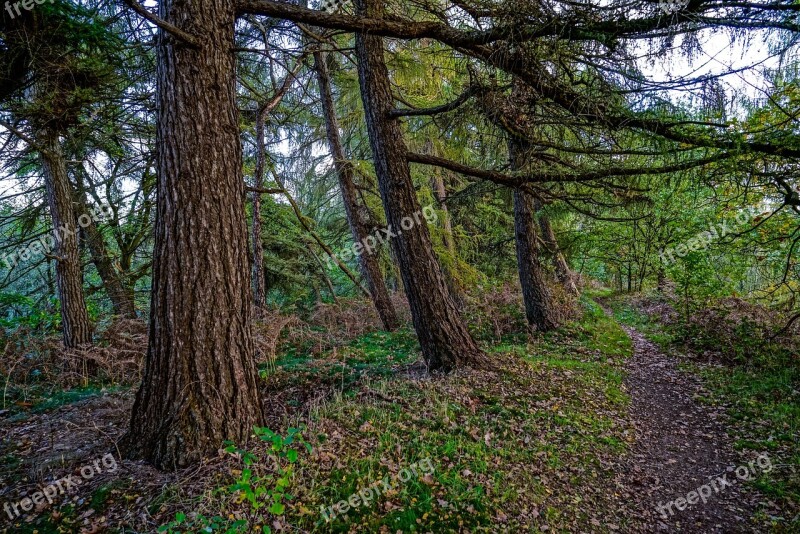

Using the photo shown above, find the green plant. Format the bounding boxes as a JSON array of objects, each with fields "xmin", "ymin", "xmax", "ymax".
[{"xmin": 158, "ymin": 427, "xmax": 312, "ymax": 534}]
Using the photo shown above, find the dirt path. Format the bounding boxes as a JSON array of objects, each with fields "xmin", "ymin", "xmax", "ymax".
[{"xmin": 620, "ymin": 327, "xmax": 767, "ymax": 533}]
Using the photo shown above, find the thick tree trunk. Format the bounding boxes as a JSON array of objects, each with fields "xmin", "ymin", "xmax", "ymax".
[
  {"xmin": 424, "ymin": 140, "xmax": 466, "ymax": 308},
  {"xmin": 37, "ymin": 129, "xmax": 92, "ymax": 348},
  {"xmin": 314, "ymin": 52, "xmax": 400, "ymax": 331},
  {"xmin": 533, "ymin": 198, "xmax": 579, "ymax": 296},
  {"xmin": 356, "ymin": 0, "xmax": 486, "ymax": 371},
  {"xmin": 508, "ymin": 141, "xmax": 557, "ymax": 332},
  {"xmin": 126, "ymin": 0, "xmax": 263, "ymax": 469},
  {"xmin": 251, "ymin": 109, "xmax": 267, "ymax": 308}
]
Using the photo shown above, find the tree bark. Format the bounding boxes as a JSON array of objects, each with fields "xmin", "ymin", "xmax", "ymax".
[
  {"xmin": 314, "ymin": 52, "xmax": 400, "ymax": 331},
  {"xmin": 126, "ymin": 0, "xmax": 263, "ymax": 469},
  {"xmin": 356, "ymin": 0, "xmax": 486, "ymax": 371},
  {"xmin": 508, "ymin": 140, "xmax": 557, "ymax": 332},
  {"xmin": 75, "ymin": 175, "xmax": 136, "ymax": 319},
  {"xmin": 252, "ymin": 109, "xmax": 267, "ymax": 308},
  {"xmin": 37, "ymin": 127, "xmax": 92, "ymax": 348},
  {"xmin": 424, "ymin": 139, "xmax": 466, "ymax": 308},
  {"xmin": 533, "ymin": 198, "xmax": 579, "ymax": 296}
]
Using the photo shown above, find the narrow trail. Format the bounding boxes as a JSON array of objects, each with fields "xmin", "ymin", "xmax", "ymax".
[{"xmin": 620, "ymin": 326, "xmax": 761, "ymax": 533}]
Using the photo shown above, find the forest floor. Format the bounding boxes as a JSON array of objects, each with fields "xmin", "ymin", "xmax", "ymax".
[{"xmin": 0, "ymin": 299, "xmax": 800, "ymax": 533}]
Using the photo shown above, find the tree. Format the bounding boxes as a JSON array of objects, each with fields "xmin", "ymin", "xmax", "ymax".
[
  {"xmin": 356, "ymin": 0, "xmax": 485, "ymax": 371},
  {"xmin": 36, "ymin": 130, "xmax": 92, "ymax": 348},
  {"xmin": 314, "ymin": 51, "xmax": 400, "ymax": 330},
  {"xmin": 126, "ymin": 0, "xmax": 263, "ymax": 469},
  {"xmin": 508, "ymin": 140, "xmax": 557, "ymax": 332}
]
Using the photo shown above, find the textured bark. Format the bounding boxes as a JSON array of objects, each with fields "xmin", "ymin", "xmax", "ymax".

---

What you need to do -
Convert the data above into a numbered list with one entry per line, dropping blank lines and omitting the pictures.

The solution -
1. Using the photo shown above, find the green plant. Format the bounding boxes as a JSON array of objects, each with fields "xmin", "ymin", "xmax", "ymax".
2. [{"xmin": 158, "ymin": 427, "xmax": 312, "ymax": 534}]
3. Using the photo shown above, find the dirt path. Format the bounding boxes as a JSON array of objects, each with fields "xmin", "ymin", "xmax", "ymax".
4. [{"xmin": 620, "ymin": 327, "xmax": 767, "ymax": 533}]
5. Using the photo shown above, find the thick tree trunk. Format the bounding boxes as a JSON array of objects, each with fields "xmin", "ymin", "xmax", "ymax".
6. [
7.   {"xmin": 424, "ymin": 140, "xmax": 466, "ymax": 308},
8.   {"xmin": 37, "ymin": 129, "xmax": 92, "ymax": 348},
9.   {"xmin": 314, "ymin": 52, "xmax": 400, "ymax": 331},
10.   {"xmin": 533, "ymin": 198, "xmax": 579, "ymax": 296},
11.   {"xmin": 356, "ymin": 0, "xmax": 486, "ymax": 371},
12.   {"xmin": 508, "ymin": 141, "xmax": 557, "ymax": 332},
13.   {"xmin": 126, "ymin": 0, "xmax": 263, "ymax": 469},
14.   {"xmin": 251, "ymin": 109, "xmax": 267, "ymax": 308}
15. ]
16. Using the photo shown above, find the tree bark. Format the bounding boxes as a JSON array of objects, each with fields "xmin", "ymin", "xmax", "ymax".
17. [
18.   {"xmin": 314, "ymin": 52, "xmax": 400, "ymax": 331},
19.   {"xmin": 126, "ymin": 0, "xmax": 263, "ymax": 469},
20.   {"xmin": 356, "ymin": 0, "xmax": 486, "ymax": 371},
21.   {"xmin": 508, "ymin": 140, "xmax": 557, "ymax": 332},
22.   {"xmin": 75, "ymin": 175, "xmax": 136, "ymax": 319},
23.   {"xmin": 252, "ymin": 109, "xmax": 267, "ymax": 308},
24.   {"xmin": 37, "ymin": 127, "xmax": 92, "ymax": 348},
25.   {"xmin": 424, "ymin": 139, "xmax": 466, "ymax": 308},
26.   {"xmin": 533, "ymin": 198, "xmax": 579, "ymax": 296}
27. ]
28. Using the photo shown above, find the narrow trail. Format the bounding boxes as a JSON array of objects, each with fields "xmin", "ymin", "xmax", "ymax".
29. [{"xmin": 620, "ymin": 326, "xmax": 761, "ymax": 533}]
30. Using the photo shown above, find the forest floor. Format the bounding boxes as a JSON array of objects, each with fields "xmin", "ymin", "xmax", "ymax".
31. [{"xmin": 0, "ymin": 299, "xmax": 800, "ymax": 533}]
32. Using the photo shown above, find the tree. Format the bounding boxes as a JSON array of objects, each with fields "xmin", "ymin", "xmax", "ymax".
33. [
34.   {"xmin": 356, "ymin": 0, "xmax": 485, "ymax": 371},
35.   {"xmin": 36, "ymin": 130, "xmax": 92, "ymax": 348},
36.   {"xmin": 314, "ymin": 51, "xmax": 400, "ymax": 330},
37.   {"xmin": 126, "ymin": 0, "xmax": 263, "ymax": 469},
38.   {"xmin": 508, "ymin": 140, "xmax": 557, "ymax": 332}
39. ]
40. Using the photo shown above, find the textured bark. Format the bounding boxes as a JSON array of objects, each with fields "xmin", "ymin", "xmax", "ymax".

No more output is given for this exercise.